TRAVAIL À FAIRE:
1. Résumez l'article en deux phrases.
2. Recopiez tout le passage de l'article, depuis « Après la série » jusqu'à « philosophe Marc Crépon. ».

EXTRAIT DE L'ARTICLE:
13-Novembre : comment résister à la peur ?
Après la série d'attentats ayant touché la France et face à la barbarie, comment résister à la peur ? Comment dépasser le sentiment d'insécurité et aller de l'avant ? Franceinfo a interrogé le philosophe Marc Crépon.
"Résister", "Même pas peur". Après les attentats du 13-Novembre, ces slogans ont fleuri dans les rues, aux terrasses des cafés, sur les réseaux sociaux, comme une injonction à ne pas céder à la terreur, malgré l'effroi crée par les attaques terroristes. Comment vivre avec la peur, comment résister à l'envie de répondre par la violence quand ces attaques se répètent ?
A l'occasion des commémorations du 13-Novembre, franceinfo a interrogé le philosophe Marc Crépon, directeur du département de philosophie de l'Ecole normale supérieure. Il publie ces jours-ci L'Épreuve de la haine. Essai sur le refus de la violence (Odile Jacob).
Franceinfo : Le 13-Novembre, Magnanville, Nice, puis Saint-Etienne du Rouvray… Ces derniers mois ont été particulièrement tragiques en France. Qu’ont-ils changé en nous ?

DONNÉES AFFICHÉES:
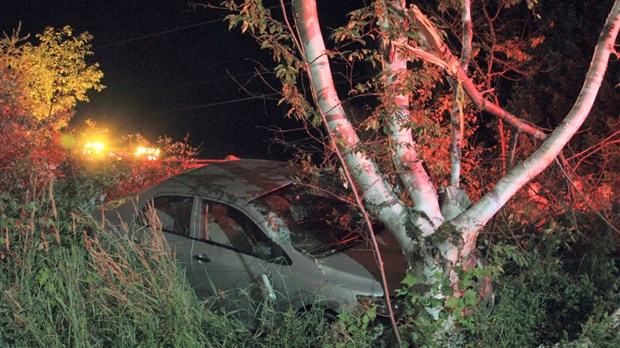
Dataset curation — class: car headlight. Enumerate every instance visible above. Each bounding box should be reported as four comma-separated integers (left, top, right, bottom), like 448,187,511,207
356,295,401,316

RÉPONSES DANS L'ORDRE:
1. Après les attentats du 13-Novembre, des slogans comme « Résister » et « Même pas peur » ont fleuri dans les rues, aux terrasses des cafés et sur les réseaux sociaux, pour appeler à ne pas céder à la terreur. À l'occasion des commémorations, franceinfo a interrogé le philosophe Marc Crépon, directeur du département de philosophie de l'École normale supérieure, sur la façon de vivre avec la peur et de résister à l'envie de répondre par la violence.

2.
Après la série d'attentats ayant touché la France et face à la barbarie, comment résister à la peur ? Comment dépasser le sentiment d'insécurité et aller de l'avant ? Franceinfo a interrogé le philosophe Marc Crépon.